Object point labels

----------------

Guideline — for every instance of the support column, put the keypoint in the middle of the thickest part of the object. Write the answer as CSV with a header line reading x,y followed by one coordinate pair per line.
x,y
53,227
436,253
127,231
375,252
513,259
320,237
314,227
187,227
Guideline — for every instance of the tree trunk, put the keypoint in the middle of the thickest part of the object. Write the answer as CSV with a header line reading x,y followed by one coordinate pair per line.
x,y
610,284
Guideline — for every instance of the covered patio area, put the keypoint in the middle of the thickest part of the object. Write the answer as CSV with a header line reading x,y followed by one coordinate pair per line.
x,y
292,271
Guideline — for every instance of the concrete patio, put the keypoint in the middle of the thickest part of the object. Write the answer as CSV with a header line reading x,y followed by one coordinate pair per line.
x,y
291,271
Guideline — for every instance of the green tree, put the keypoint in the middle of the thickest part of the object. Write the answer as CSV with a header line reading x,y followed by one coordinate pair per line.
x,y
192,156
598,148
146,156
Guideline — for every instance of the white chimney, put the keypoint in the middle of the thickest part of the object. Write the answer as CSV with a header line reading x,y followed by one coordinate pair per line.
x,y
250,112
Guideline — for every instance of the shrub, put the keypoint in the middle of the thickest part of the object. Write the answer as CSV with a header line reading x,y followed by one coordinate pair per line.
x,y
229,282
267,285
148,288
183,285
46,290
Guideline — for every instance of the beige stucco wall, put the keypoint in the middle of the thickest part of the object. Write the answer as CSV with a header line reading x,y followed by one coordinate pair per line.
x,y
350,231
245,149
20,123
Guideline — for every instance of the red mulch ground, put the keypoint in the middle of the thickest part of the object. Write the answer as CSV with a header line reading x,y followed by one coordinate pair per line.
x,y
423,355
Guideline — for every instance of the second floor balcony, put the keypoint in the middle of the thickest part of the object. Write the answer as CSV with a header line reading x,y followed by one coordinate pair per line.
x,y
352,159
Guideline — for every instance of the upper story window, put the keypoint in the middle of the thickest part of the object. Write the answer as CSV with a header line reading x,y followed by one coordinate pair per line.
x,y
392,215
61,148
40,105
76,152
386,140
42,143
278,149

----------------

#### PROBLEM REQUIREMENTS:
Write out the entire listing exactly.

#### FULL SOLUTION:
Guideline — for every instance of the support column, put the keypoint in the middle of the thickest part of the object. Write the answer as CSV with a header line reading x,y followed by one coordinate pair per line.
x,y
53,227
436,253
127,231
375,252
513,259
320,237
314,227
187,227
Guideline — for every instance of the tree trunk, put the keypoint in the middle of the thickest part of the object. Write the answer as CSV with a header line reading x,y followed by one coordinate pair per line.
x,y
610,284
Guideline — for every instance of the covered patio area, put the keypoint in the middle of the thickest part of the object. Write the answer as CSV with a header line reading x,y followed by one coordinate pair per line.
x,y
292,271
Guideline — for every instance of the concrete patio, put the keypoint in the middle of the thickest part of the object. Write the answer as CSV with a header line reading x,y followed by one coordinate pair per line.
x,y
291,271
Guideline — for every instance of the green tree, put the keypoint in the middle of the thickest part of the object. Write the answer as CSV with a header line reading x,y followed by one coordinate pair per line.
x,y
192,156
598,148
146,156
Guideline — for every instance of the white chimney, put the keypoint in the middle of the thickest part of the object. Write the answer as CSV with a header line reading x,y followed by one coordinate pair per line.
x,y
250,112
Guideline — for every instance of the shrub, put the keypoint in the middle of the thickest part of the object. Write the answer as CSV with a header line reading x,y followed by one coordinate pair per line.
x,y
229,282
267,285
148,288
183,285
46,290
Guideline — for every instance of the beige stucco wall, put the keypoint in the middle of the thickest part of the object. Write the answer as CSV with a header line reading x,y followed by one coordinate pair per line.
x,y
350,231
245,149
20,123
Guideline — for every instance of the red mulch ground, put the keypoint in the middle of the thickest part of the object. Write the answer as CSV with a header line reading x,y followed by one coordinate pair per line.
x,y
423,355
Guideline — for every instance of the second floor balcony, put the keypoint in the middle of the thickest part of the object. Write the answer as CSV with a header line reading x,y followed by one coordinate pair per line.
x,y
352,159
Guideline — for every instance of the upper story window, put the keypoint in the middle of the thickest part of the object. Write the answer as CSV with a header line reading x,y followed by one coordinate pair per line.
x,y
392,215
61,148
40,105
76,152
386,140
42,143
278,149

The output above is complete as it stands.